- Short task A
Put the entries, starting at the line that contains "Point out every instance of the paved road" and ending at the last line of the entries, into a JSON list of strings with one string per line and blank lines omitted.

----- Given passage

One-Day Restructuring: The New Trend of “Super Speed” Prepacks
In a prepackaged bankruptcy—colloquially known as a “prepack”—a distressed company negotiates and solicits support of a chapter 11 plan of reorganization before commencing its chapter 11 case. The company then files for bankruptcy court protection to implement the plan, knowing that it has the requisite creditor support for its reorganization. While prepacks have always been permitted under chapter 11 of the U.S. Bankruptcy Code, a recent trend of ultra-fast prepacks has emerged, beginning with the four-day chapter 11 case of In re FULLBEAUTY Brands Holdings Corp., Case No. 19-22185 (RDD) (Bankr. S.D.N.Y. 2019). Since FULLBEAUTY, several other distressed companies have pursued a similar, ultra-fast prepackaged chapter 11 strategy, with chapter 11 cases sometimes measured in hours, rather than days, weeks, or months. This article explores this recent trend of “super speed” prepackaged chapter 11 cases.
The “Super Speed” Prepack
A prepackaged chapter 11 case provides at least two significant benefits over a traditional chapter 11 case. First, it allows a company to solicit and obtain support for a chapter 11 plan of reorganization prior to actually commencing a chapter 11 case. This provides the company and its key stakeholders with certainty that the requisite support for the proposed restructuring transaction has been obtained before any in-court process begins. Doing so allows the company to, among other things, assure vendors, customers, employees, and others that the company will continue “business as usual” notwithstanding the commencement of a chapter 11 bankruptcy case.
Second, a typical prepackaged chapter 11 case has a much shorter timeframe than a traditional chapter 11 case. Whereas many chapter 11 cases may last months, if not years, a typical prepackaged chapter 11 case may last only 30 to 60 days. See, e.g., In re Chaparral Energy, Inc., Case No. 20-11947 (MFW) (Bankr. D. Del. 2020) (prepackaged plan went effective within 59 days of the petition date) In re Broadvision, Inc., Case No. 20-10701 (CSS) (Bankr. D. Del. 2020) (49 days); In re Atlas Resource Partners, L.P., Case No. 16-12149 (SHL) (Bankr. S.D.N.Y. 2016) (36 days). This shortened timeframe is key. Less time in a court-supervised chapter 11 case means less costs, less risk, and less potential for disruption to the company’s business operations and trade relationships.

----------

- Short task B
Repeat the portion of the article on super speed prepacks starting at "Second, a typical" and ending at "and trade relationships.", word for word.

----- Data listing

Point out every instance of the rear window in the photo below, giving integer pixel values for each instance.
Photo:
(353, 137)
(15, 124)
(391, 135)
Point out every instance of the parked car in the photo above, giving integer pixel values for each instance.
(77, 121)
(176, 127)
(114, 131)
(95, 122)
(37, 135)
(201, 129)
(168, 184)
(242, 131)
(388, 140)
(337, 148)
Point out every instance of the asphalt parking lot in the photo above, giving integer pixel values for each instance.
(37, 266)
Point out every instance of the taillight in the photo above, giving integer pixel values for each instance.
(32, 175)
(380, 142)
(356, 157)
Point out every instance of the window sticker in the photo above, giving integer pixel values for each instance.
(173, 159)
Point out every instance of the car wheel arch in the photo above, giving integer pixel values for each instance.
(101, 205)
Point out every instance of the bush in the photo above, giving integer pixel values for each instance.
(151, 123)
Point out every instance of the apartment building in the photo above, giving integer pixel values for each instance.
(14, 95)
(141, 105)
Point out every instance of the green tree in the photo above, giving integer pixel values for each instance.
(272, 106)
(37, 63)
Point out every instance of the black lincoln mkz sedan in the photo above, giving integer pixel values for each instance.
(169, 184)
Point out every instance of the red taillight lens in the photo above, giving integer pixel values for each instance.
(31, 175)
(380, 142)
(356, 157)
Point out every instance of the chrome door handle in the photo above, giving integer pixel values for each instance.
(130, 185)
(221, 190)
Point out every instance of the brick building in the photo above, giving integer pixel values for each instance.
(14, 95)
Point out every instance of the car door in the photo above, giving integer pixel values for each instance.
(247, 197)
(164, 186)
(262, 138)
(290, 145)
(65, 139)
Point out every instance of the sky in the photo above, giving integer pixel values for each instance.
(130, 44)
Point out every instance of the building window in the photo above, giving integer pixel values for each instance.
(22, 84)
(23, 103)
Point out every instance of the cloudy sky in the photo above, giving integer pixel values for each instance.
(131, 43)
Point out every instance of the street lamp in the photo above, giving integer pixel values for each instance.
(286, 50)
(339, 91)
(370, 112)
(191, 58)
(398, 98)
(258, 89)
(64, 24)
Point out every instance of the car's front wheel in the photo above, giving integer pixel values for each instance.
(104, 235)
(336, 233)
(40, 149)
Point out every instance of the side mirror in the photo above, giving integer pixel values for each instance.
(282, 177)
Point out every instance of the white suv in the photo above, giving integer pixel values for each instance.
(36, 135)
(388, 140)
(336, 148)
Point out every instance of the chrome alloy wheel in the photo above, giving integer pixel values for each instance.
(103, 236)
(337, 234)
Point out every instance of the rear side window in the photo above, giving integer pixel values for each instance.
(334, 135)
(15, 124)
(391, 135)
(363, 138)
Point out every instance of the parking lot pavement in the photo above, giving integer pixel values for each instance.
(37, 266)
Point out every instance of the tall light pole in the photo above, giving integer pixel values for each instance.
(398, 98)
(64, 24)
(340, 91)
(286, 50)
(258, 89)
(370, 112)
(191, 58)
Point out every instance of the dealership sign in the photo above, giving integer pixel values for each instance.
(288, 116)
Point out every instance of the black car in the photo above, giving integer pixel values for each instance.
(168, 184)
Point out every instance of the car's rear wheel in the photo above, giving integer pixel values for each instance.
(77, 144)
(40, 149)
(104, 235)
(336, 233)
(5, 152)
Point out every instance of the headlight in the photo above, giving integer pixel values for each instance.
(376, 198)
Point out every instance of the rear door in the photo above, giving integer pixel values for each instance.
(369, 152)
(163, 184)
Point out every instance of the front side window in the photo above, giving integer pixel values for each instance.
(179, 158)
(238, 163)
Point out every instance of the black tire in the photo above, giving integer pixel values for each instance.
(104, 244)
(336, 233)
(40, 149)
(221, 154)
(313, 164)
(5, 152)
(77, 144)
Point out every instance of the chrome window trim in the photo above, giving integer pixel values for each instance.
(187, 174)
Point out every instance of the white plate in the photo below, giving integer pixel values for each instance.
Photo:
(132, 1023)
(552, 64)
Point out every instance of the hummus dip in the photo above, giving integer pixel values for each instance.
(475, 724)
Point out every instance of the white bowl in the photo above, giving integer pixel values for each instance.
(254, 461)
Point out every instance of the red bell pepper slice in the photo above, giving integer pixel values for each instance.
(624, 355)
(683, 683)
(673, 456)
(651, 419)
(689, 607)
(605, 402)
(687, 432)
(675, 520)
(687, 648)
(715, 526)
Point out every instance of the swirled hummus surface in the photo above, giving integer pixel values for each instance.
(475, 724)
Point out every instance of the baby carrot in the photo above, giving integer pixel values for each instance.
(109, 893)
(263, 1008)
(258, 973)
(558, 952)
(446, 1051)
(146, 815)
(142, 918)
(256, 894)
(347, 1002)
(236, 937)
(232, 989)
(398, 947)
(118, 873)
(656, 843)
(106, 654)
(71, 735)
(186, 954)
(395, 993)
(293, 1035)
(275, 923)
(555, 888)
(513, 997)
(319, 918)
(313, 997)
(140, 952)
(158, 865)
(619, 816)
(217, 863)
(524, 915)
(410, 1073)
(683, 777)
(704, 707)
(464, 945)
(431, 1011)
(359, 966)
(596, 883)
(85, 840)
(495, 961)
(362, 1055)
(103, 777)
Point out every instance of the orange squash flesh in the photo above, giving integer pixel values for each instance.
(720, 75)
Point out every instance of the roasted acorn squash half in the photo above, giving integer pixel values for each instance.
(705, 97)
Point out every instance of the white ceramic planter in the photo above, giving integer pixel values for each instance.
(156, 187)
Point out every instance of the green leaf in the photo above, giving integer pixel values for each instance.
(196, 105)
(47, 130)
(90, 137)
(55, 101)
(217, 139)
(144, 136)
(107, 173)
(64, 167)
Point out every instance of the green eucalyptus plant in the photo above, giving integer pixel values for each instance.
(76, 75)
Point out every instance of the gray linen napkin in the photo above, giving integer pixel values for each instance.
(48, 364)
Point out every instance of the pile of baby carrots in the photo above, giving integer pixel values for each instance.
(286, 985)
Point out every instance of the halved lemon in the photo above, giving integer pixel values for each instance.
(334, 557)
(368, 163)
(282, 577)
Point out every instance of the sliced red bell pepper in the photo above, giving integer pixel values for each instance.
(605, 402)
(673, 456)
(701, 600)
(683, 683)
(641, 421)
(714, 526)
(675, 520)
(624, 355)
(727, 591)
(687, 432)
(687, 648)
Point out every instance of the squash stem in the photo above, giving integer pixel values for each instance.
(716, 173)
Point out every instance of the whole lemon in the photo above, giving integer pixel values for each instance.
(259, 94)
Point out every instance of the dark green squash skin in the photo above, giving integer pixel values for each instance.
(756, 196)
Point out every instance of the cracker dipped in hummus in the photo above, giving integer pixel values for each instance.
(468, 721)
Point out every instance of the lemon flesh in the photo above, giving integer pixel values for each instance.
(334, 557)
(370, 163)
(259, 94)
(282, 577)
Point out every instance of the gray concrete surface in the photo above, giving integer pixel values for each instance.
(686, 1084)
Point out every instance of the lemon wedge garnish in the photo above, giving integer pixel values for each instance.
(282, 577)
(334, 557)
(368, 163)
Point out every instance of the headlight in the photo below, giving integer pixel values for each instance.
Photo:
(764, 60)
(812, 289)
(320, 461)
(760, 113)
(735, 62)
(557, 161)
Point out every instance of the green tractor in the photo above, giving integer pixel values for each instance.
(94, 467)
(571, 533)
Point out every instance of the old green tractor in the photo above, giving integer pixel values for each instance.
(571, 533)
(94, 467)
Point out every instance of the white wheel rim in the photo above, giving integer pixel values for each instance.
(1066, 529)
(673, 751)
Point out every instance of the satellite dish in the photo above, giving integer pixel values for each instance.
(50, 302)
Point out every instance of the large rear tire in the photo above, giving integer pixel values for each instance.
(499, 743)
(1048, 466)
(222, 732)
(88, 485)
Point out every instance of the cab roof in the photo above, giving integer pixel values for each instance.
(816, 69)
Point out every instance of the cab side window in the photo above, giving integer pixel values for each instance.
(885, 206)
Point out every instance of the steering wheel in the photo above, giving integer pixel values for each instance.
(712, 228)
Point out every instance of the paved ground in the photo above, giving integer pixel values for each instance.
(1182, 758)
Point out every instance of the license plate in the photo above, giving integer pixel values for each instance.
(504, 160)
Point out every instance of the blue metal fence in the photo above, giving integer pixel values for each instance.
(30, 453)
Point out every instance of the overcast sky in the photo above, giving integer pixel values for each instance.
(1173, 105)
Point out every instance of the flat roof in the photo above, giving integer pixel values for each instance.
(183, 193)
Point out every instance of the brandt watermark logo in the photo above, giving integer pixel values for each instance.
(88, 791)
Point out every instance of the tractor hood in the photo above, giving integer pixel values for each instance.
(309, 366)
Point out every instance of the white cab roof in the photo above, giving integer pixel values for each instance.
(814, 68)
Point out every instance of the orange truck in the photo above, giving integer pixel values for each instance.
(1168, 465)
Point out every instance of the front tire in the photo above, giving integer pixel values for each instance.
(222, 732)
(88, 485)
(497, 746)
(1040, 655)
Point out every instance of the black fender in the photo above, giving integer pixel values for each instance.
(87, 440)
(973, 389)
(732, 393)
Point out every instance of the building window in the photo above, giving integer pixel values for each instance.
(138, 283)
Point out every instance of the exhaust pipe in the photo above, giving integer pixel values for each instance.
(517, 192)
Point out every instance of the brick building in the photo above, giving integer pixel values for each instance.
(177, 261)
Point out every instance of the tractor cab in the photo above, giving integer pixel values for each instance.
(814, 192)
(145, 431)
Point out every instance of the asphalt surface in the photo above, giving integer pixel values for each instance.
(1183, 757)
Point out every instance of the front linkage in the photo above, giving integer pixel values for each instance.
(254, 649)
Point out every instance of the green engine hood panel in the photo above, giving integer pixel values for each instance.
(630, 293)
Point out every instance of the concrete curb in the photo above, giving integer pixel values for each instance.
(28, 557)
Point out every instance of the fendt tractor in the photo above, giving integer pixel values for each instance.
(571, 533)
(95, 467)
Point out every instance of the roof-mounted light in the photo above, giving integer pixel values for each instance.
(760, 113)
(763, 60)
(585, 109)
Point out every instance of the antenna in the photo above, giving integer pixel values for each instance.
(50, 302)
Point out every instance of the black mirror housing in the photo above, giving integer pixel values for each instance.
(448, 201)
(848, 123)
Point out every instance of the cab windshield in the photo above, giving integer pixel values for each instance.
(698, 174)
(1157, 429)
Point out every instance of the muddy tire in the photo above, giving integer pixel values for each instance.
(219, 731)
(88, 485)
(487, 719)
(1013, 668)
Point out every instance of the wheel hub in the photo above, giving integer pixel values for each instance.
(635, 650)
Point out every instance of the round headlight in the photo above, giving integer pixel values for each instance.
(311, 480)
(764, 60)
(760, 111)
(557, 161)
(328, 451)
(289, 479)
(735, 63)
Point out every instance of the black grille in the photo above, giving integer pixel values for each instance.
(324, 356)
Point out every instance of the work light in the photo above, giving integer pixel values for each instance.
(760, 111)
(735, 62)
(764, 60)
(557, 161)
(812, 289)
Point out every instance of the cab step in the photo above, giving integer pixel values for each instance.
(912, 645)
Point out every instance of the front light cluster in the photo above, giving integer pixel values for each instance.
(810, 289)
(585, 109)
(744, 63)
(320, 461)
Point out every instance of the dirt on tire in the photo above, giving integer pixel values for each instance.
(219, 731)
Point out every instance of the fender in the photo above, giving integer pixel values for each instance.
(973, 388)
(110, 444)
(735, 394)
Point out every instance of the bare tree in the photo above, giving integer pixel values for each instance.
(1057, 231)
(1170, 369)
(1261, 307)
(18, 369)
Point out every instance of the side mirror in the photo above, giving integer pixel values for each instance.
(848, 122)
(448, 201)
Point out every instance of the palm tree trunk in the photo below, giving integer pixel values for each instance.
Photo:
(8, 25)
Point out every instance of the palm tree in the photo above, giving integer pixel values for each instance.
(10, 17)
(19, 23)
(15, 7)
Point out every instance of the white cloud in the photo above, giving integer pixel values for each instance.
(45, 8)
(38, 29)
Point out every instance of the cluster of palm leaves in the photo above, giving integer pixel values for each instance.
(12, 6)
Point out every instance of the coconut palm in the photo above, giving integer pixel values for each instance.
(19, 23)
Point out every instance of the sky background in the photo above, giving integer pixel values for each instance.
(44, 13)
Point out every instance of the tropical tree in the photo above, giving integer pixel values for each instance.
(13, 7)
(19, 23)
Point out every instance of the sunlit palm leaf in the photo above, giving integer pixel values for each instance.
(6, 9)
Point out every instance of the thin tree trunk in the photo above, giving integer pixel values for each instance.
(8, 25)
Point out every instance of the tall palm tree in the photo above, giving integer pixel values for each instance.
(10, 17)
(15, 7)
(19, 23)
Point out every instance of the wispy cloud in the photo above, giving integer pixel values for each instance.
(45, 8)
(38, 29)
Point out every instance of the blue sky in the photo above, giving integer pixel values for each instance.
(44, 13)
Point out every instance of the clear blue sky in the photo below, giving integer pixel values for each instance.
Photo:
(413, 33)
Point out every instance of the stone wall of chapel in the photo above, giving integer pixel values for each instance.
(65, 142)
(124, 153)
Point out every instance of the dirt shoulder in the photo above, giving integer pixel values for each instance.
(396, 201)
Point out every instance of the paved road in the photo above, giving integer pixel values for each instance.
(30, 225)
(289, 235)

----------

- Reply A
[
  "Point out every instance of the paved road in the photo above, giving integer pixel values for each instance.",
  "(30, 225)",
  "(289, 235)"
]

- Reply B
Second, a typical prepackaged chapter 11 case has a much shorter timeframe than a traditional chapter 11 case. Whereas many chapter 11 cases may last months, if not years, a typical prepackaged chapter 11 case may last only 30 to 60 days. See, e.g., In re Chaparral Energy, Inc., Case No. 20-11947 (MFW) (Bankr. D. Del. 2020) (prepackaged plan went effective within 59 days of the petition date) In re Broadvision, Inc., Case No. 20-10701 (CSS) (Bankr. D. Del. 2020) (49 days); In re Atlas Resource Partners, L.P., Case No. 16-12149 (SHL) (Bankr. S.D.N.Y. 2016) (36 days). This shortened timeframe is key. Less time in a court-supervised chapter 11 case means less costs, less risk, and less potential for disruption to the company’s business operations and trade relationships.